The records below must be reproduced in full and without error.

Region pointing data:
--------------------------------------------------
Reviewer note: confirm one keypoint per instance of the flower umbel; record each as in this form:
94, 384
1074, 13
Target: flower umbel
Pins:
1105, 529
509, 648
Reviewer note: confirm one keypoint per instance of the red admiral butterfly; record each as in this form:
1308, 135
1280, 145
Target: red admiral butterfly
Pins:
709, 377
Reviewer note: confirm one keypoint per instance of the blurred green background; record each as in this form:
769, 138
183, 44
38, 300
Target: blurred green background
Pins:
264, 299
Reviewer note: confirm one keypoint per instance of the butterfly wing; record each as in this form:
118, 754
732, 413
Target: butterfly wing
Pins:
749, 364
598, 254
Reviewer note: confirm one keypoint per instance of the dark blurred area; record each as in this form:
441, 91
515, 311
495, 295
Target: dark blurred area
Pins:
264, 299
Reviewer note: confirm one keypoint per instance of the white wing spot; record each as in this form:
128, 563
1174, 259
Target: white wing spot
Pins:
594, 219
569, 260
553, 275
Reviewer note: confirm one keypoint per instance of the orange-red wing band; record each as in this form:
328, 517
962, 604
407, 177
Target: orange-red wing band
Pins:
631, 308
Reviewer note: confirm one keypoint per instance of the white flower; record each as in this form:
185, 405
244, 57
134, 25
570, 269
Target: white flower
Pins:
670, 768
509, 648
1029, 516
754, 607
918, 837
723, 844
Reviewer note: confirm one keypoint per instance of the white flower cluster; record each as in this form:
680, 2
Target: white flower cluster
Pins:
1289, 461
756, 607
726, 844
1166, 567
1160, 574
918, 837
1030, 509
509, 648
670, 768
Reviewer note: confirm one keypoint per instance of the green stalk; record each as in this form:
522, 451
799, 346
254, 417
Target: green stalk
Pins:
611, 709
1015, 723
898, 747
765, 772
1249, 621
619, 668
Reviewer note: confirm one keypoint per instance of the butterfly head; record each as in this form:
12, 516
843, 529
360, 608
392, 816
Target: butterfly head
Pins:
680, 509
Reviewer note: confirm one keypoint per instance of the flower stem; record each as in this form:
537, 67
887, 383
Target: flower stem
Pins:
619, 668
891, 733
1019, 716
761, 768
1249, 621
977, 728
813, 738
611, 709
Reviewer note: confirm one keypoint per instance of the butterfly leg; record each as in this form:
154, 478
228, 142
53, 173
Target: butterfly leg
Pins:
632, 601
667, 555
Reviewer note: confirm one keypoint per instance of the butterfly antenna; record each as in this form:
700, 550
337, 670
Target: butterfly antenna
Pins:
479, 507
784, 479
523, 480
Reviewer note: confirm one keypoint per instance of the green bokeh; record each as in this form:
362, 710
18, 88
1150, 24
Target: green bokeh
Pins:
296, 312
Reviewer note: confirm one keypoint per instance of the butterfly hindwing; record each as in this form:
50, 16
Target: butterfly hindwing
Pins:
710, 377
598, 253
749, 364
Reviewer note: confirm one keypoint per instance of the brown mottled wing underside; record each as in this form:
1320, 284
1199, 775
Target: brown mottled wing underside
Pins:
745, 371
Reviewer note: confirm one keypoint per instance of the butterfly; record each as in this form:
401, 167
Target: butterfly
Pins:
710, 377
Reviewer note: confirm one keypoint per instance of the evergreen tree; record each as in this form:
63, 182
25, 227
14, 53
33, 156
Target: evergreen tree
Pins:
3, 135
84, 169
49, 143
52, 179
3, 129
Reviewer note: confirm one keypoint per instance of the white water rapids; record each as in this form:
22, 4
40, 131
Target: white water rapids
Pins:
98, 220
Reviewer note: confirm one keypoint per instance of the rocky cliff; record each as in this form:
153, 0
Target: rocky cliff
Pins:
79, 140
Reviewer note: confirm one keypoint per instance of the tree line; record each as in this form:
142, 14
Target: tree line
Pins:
--------------------------------------------------
SOLUTION BELOW:
Reviewer note: confirm one keypoint per instance of the flower umbel; record each as in this form:
94, 384
1074, 13
Target: flower umbel
Pins:
1105, 529
509, 648
Reviewer note: confirm one keypoint per instance of the red admiral butterfly; record each as in this form:
1308, 135
1280, 145
Target: red admiral butterfly
Pins:
709, 377
Reviewer note: confirm one keypoint per instance of the blurred green background; record each as in this form:
769, 138
183, 44
38, 300
Target: blurred green background
Pins:
264, 299
Reviewer note: confirm one keypoint per instance of the butterfly wing; record each as in this form:
118, 754
732, 413
Target: butterfly wing
Pins:
749, 364
598, 254
Reviewer note: confirm one keypoint per instance of the dark blurred area; record each as in this form:
441, 91
515, 311
495, 295
Target: dark blurred area
Pins:
264, 299
Reviewer note: confirm one keypoint per instance of the white wing spot; record each as in this form:
128, 563
1174, 259
Target: white wing spot
Pins:
594, 219
569, 260
553, 275
Reviewer note: confirm one keypoint per instance of the orange-red wing band; record each as in this form:
328, 517
962, 604
407, 177
Target: orange-red wing band
Pins:
631, 308
Reviewer note: confirm one keypoint per instance of the white flower; record each as in this form:
185, 405
244, 57
134, 25
570, 269
Target: white flower
Pins:
670, 768
509, 648
1029, 516
754, 607
918, 837
723, 844
Reviewer note: confirm one keypoint per instance of the white flower cluster; record each as in this form:
680, 2
Target: white flower cluster
Pins:
1289, 461
756, 607
726, 844
1166, 567
1160, 574
918, 837
1030, 509
509, 648
670, 768
Reviewer note: confirm one keypoint per instance of the green stalk; record each as in this form:
522, 451
799, 346
254, 417
Target: green stalk
Pins:
611, 709
1015, 723
898, 747
765, 772
1249, 621
619, 668
Reviewer note: confirm one keypoint per instance of the butterfly head; record each as in this form:
12, 516
843, 529
360, 608
392, 816
Target: butterfly head
Pins:
680, 509
Reviewer note: confirm one keypoint per instance of the flower stem; record each as in this form:
537, 67
887, 383
Target: flower stem
Pins:
619, 668
891, 733
1019, 716
761, 768
1249, 621
977, 728
813, 738
611, 709
Reviewer note: confirm one keypoint per instance of the butterfly leg; record each as in this form:
154, 478
228, 142
53, 173
Target: butterfly leg
Pins:
632, 601
667, 555
Reviewer note: confirm one keypoint per instance of the butterfly antenna; record each as in this form:
700, 550
337, 670
Target: butterfly antenna
Pins:
479, 507
784, 479
523, 480
Reviewer note: confirm one keypoint per instance of the green bokeh; record each as in this form:
362, 710
18, 88
1150, 24
Target: green bokeh
Pins:
296, 312
Reviewer note: confirm one keypoint per instance of the butterfly hindwing; record each as in this form:
50, 16
Target: butterfly hindwing
Pins:
710, 377
598, 253
749, 364
Reviewer note: confirm one keypoint per instance of the brown mottled wing underside; record each as in this form:
1320, 284
1199, 775
Target: brown mottled wing underside
Pins:
745, 371
Reviewer note: confirm one keypoint per instance of the butterfly; record each as in this form:
401, 167
Target: butterfly
Pins:
710, 377
Reviewer note: confirm one keypoint per instance of the evergreen tree; record each as in this form:
63, 182
25, 227
14, 53
33, 156
Target: evergreen tree
Pins:
3, 135
84, 169
49, 143
52, 179
3, 129
Reviewer note: confirm one keypoint per instance of the white water rapids; record each as in this form:
22, 4
40, 131
Target: white water rapids
Pins:
98, 220
Reviewer note: confirm one keypoint per instance of the rocky cliff; record each as in this form:
153, 0
Target: rocky cliff
Pins:
79, 140
Reviewer note: confirm one keypoint per instance of the tree line; record each as in this form:
142, 14
Target: tree line
Pins:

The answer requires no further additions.